**PROBLEM TO WORK ON**
From the true-threats text below, copy the passage between "Today Wired reports" and "in my life.", inclusive, word for word.

**SUPPLIED TEXT**
Meant To Be Threatening, Or Reasonably Seen As Threatening?
The First Amendment permits punishment of "true threats," but not punishment of threats that aren't true. That much has been clear for decades — some threats are too rhetorical, too conditional, too hyperbolic, and too far from serious to fall outside the zone of free speech protection. The classic example is 1969's Watts v. United States, in which the Supreme Court found that the First Amendment protected a draft protestor's right to say this:
"They always holler at us to get an education. And now I have already received my draft classification as 1-A and I have got to report for my physical this Monday coming. I am not going. If they ever make me carry a rifle the first man I want to get in my sights is L. B. J." "They are not going to make me kill my black brothers."
That's not a true threat, the Court said:
We agree with petitioner that his only offense here was "a kind of very crude offensive method of stating a political opposition to the President." Taken in context, and regarding the expressly conditional nature of the statement and the reaction of the listeners, we do not see how it could be interpreted otherwise.
How do you tell the difference? Well, it's clear that you either use an objective test (asking whether a reasonable person would take the statement as a genuine expression of intent to do harm), or a subjective test (asking whether the defendant intended to convey a threat of harm), or both. Some statutes require the subjective test — like the Georgia statute used to prosecute a college student for an "experimental literary piece". Other statutes use the objective test — like the federal law against threatening federal officials used to convict white supremacist blogger and radio host Hal Turner.
Today Wired reports that the Supreme Court has refused to hear a case that would clarify whether the objective or subjective test applies to the federal interstate threat statute, 18 U.S.C. section 875(c). Franklin Delano Jeffries II was convicted under section 875(c) for a YouTube video in which he sang a song threatening to kill the judge hearing his daughter's custody case:
I don’t care if I go to jail for 2,000 years.
’Cause this is my daughter we’re talkin’ about,
And when I come to court this better be the last time.
I’m not kidding at all, I’m making this video public.
’Cause if I have to kill a judge or a lawyer or a woman I don’t care.
’Cause this is my daughter we’re talking about.
I’m getting tired of abuse and the parent alienation.
You know it’s abuse.
I love you; daughters are the beautiful things in my life.
It keeps me going and keeps me alive everyday.
Take my child and I’ll take your life.
I’m not kidding, judge, you better listen to me.
I killed a man downrange in war.
I have nothing against you, but I’m tellin’ you this better be the last court date.
Because I’m gettin’ tired of missin’ out on my daughter’s love.
(And that’s the name of the song by the way “Daughter’s Love.”)
It's still not as bad as Coldplay. Anyway, the United States Court of Appeals for the Sixth Circuit affirmed the conviction, finding that Section 875(c) requires an objective test and that the evidence against Mr. Jeffries was sufficient to show that reasonable people would have perceived Jeffries' communications to convey a genuine threat. The Sixth Circuit notes that the Ninth Circuit is the only court to say that Section 875(c) requires a subjective test as well, and the other ten Circuits have gone the other way. The judges of the Sixth Circuit are too polite to roll their eyes at the judges of the Ninth Circuit.

**DATA PROVIDED**
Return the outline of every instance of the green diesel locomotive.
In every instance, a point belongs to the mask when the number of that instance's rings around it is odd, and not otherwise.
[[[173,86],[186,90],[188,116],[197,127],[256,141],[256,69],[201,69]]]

**ANSWER TO THE EXERCISE**
Today Wired reports that the Supreme Court has refused to hear a case that would clarify whether the objective or subjective test applies to the federal interstate threat statute, 18 U.S.C. section 875(c). Franklin Delano Jeffries II was convicted under section 875(c) for a YouTube video in which he sang a song threatening to kill the judge hearing his daughter's custody case:
I don’t care if I go to jail for 2,000 years.
’Cause this is my daughter we’re talkin’ about,
And when I come to court this better be the last time.
I’m not kidding at all, I’m making this video public.
’Cause if I have to kill a judge or a lawyer or a woman I don’t care.
’Cause this is my daughter we’re talking about.
I’m getting tired of abuse and the parent alienation.
You know it’s abuse.
I love you; daughters are the beautiful things in my life.